# Selected passage:
..............................

Social care is much broader in the real world than is commonly recognised. It encompasses family and community caring activities where interdependence is the significant factor. It is integral to the way in which other public and community services are delivered, including public space, housing, transport, anti-discriminatory action and measures to reduce poverty.

There needs to be a wider vision of what we’re working towards – how do we as a society want to provide care and support for vulnerable people? How far do we go with dementia-friendly communities, or the social model of disability, or supporting independence and choice wherever possible? How much are we going to listen, or are we going to default to the tramlines of traditional care models that too often reinforce dependency, social isolation and institutionalisation?

The coronavirus pandemic has focused our minds on those who are vulnerable for reasons of ill health, disability, age, mental capacity, poverty, abuse and homelessness. Although the private sector remains involved in the form of care homes and domiciliary care agencies, most social care services are now provided by local or national charities, often using volunteers, with underpaid and under-trained staff, dependent on the contract culture and largely non-unionised.

..............................

# Task to complete:
Please reproduce the passage on social care word for word, in full.

..............................

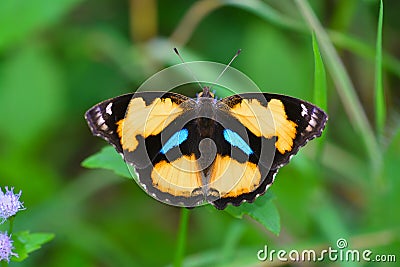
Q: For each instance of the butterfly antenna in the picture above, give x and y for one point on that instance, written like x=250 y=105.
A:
x=226 y=67
x=187 y=68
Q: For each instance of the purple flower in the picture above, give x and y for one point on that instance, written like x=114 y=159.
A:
x=6 y=247
x=9 y=204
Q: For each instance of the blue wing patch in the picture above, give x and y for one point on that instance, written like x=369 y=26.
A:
x=175 y=140
x=235 y=140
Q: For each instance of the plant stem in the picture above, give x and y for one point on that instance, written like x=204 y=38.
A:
x=182 y=234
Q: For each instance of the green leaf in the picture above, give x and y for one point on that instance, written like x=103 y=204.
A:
x=25 y=243
x=262 y=210
x=108 y=159
x=30 y=78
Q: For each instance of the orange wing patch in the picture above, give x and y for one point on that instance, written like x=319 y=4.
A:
x=267 y=121
x=223 y=171
x=179 y=178
x=146 y=120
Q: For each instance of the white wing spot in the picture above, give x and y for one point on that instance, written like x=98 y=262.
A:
x=304 y=110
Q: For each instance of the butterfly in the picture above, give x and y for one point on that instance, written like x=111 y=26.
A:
x=188 y=151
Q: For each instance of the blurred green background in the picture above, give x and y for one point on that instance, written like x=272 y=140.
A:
x=57 y=59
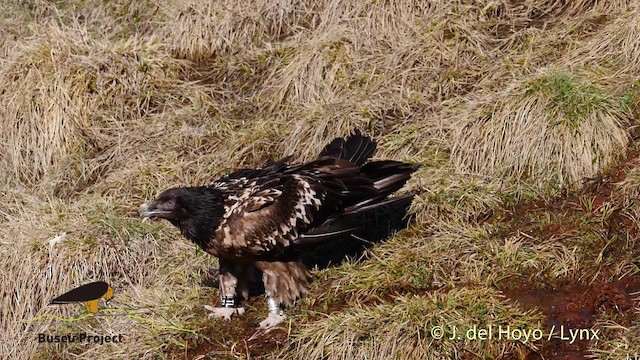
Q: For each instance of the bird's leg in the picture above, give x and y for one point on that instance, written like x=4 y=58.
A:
x=228 y=283
x=227 y=309
x=275 y=317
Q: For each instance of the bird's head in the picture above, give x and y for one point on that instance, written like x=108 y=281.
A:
x=171 y=204
x=196 y=211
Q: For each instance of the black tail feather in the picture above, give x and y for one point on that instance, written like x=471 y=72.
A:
x=356 y=148
x=388 y=176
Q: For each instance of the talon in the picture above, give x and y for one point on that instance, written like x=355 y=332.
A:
x=223 y=312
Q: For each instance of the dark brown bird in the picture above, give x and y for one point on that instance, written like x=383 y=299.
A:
x=271 y=217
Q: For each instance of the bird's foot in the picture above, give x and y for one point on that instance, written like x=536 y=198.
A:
x=272 y=321
x=225 y=312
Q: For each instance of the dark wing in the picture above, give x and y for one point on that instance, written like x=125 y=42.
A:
x=356 y=148
x=92 y=291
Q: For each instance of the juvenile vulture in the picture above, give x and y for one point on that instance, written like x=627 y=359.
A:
x=271 y=217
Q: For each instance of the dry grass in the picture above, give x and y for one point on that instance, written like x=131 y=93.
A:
x=402 y=329
x=555 y=127
x=104 y=104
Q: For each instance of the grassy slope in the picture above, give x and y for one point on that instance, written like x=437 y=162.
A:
x=504 y=104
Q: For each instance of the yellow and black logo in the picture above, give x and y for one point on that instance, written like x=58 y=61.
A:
x=89 y=293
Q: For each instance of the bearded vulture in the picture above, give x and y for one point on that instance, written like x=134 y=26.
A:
x=271 y=217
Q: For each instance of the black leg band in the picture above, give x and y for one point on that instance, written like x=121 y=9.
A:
x=228 y=301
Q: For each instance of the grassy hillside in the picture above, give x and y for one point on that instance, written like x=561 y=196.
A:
x=521 y=113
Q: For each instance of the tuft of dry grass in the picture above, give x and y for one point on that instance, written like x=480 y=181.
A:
x=555 y=126
x=402 y=329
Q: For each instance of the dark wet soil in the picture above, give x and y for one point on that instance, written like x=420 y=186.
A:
x=575 y=305
x=575 y=308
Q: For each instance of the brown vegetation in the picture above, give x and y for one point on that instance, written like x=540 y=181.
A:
x=506 y=104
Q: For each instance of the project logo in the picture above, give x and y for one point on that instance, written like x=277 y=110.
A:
x=88 y=293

..............................

# Response to the task:
Social care is much broader in the real world than is commonly recognised. It encompasses family and community caring activities where interdependence is the significant factor. It is integral to the way in which other public and community services are delivered, including public space, housing, transport, anti-discriminatory action and measures to reduce poverty.

There needs to be a wider vision of what we’re working towards – how do we as a society want to provide care and support for vulnerable people? How far do we go with dementia-friendly communities, or the social model of disability, or supporting independence and choice wherever possible? How much are we going to listen, or are we going to default to the tramlines of traditional care models that too often reinforce dependency, social isolation and institutionalisation?

The coronavirus pandemic has focused our minds on those who are vulnerable for reasons of ill health, disability, age, mental capacity, poverty, abuse and homelessness. Although the private sector remains involved in the form of care homes and domiciliary care agencies, most social care services are now provided by local or national charities, often using volunteers, with underpaid and under-trained staff, dependent on the contract culture and largely non-unionised.